For instance, since the East and Gulf coasts of the United States have only about 132 tidal gauge stations, it’s difficult to measure the impact of changing water levels on specific areas. Often flooding is occurring at water levels much lower than what an official gauge would register as a flood, so platforms like Twitter can be a far better indicator of where nuisance flooding is occurring.
The Science: In a recent study published in Nature Communications, researchers analyzed 5 million tweets between March 2014 and November 2016 that mentioned flood-related terms and were located in a county along the shoreline. Then, as CNBC reported, to monitor changes in Twitter activity, they defined a “remarkable threshold” for coastal flooding as when county-specific Twitter posts increased by 25%.
They then compared this data with official flood records. “Minor tidal flooding that is remarkable to residents happens at a tide height different from that defining minor coastal flooding,” the scientists concluded.
Twitter Data: While Twitter data can be an important tool for science it has some pitfalls such as being a self-selecting crowd and only a subset of the population. CNBC went on to explain that “prior research has also shown that the more people experience things, the less remarkable they become. In other words, while someone may have tweeted about the first few floods they experienced, after a while it becomes commonplace rather than notable. Additionally, places that experience frequent flooding could bolster their infrastructure, meaning still-recurring higher water levels would be less noticeable.”
Why This Matters: As climate change further changes rainfall patterns and other natural processes, we’re going to have to work quickly to understand these changes to help keep people safe. Social media will be one tool to further our understanding, but it can also help serve as a warning system for natural disasters. Interestingly enough, it turns out that users with smaller followings are actually better messengers of emergency warnings over influencers with large followings.

# Exercise instructions:
A. Answer these questions about the article on tweets and coastal flooding:
(i) About how many tidal gauge stations do the East and Gulf coasts of the United States have?
(ii) How many tweets did the researchers analyze?
(iii) By what percentage did county-specific Twitter posts have to rise to meet the "remarkable threshold"?
B. List every section label in the flooding article that is followed by a colon.

(Stored dataset items)
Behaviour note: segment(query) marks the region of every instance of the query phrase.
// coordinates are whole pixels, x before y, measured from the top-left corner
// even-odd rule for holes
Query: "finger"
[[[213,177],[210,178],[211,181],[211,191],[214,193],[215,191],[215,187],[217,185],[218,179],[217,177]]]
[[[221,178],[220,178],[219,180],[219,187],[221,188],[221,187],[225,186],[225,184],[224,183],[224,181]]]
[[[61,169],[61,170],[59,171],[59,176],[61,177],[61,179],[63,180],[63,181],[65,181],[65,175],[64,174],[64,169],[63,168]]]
* * *
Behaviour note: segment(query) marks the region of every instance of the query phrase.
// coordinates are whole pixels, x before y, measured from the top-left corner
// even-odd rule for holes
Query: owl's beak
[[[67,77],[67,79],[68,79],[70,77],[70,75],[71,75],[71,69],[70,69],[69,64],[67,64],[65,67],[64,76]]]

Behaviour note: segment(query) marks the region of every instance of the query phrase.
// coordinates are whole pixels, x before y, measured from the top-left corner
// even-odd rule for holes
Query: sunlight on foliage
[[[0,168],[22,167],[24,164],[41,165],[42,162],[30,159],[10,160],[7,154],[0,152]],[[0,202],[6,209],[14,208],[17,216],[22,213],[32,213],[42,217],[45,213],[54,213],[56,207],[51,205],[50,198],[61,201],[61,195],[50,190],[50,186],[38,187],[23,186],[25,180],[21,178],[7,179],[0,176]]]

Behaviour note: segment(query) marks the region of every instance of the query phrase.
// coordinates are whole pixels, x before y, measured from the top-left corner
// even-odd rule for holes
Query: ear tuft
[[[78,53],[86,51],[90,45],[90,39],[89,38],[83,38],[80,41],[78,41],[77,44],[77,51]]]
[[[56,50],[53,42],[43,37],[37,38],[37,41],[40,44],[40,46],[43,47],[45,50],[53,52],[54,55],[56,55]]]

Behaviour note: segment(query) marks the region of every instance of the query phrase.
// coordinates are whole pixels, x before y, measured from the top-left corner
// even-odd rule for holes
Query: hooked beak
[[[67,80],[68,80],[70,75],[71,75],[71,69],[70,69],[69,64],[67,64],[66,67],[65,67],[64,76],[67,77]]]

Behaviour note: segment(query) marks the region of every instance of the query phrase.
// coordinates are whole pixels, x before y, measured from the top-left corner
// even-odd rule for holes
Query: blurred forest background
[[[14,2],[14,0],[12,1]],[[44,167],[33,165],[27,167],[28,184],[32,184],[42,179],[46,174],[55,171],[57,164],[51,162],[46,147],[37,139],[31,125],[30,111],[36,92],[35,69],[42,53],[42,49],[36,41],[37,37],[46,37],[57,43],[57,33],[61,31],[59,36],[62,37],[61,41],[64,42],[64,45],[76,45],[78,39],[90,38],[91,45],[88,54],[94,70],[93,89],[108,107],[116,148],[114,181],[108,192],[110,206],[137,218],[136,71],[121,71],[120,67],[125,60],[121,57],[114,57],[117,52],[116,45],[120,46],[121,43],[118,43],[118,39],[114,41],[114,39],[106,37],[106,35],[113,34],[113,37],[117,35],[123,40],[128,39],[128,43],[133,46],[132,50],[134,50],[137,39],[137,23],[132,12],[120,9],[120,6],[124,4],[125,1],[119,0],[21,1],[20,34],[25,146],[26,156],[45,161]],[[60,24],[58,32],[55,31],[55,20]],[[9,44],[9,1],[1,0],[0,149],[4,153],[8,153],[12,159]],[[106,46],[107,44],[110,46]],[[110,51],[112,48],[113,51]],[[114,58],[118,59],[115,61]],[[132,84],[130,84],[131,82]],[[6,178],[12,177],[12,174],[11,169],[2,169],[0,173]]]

# Task-by-task answers:
A.
(i) About 132
(ii) 5 million
(iii) 25%

B.
The Science
Twitter Data
Why This Matters